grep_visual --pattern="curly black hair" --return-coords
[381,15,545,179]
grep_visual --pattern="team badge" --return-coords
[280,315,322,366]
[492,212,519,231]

- - -

→ Exercise details: Copy the material above line for line, changing nothing.

→ Expected output:
grep_visual --pattern="curly black hair" --return-coords
[381,15,545,179]
grep_visual --pattern="team badge" --return-coords
[280,315,322,366]
[492,212,519,231]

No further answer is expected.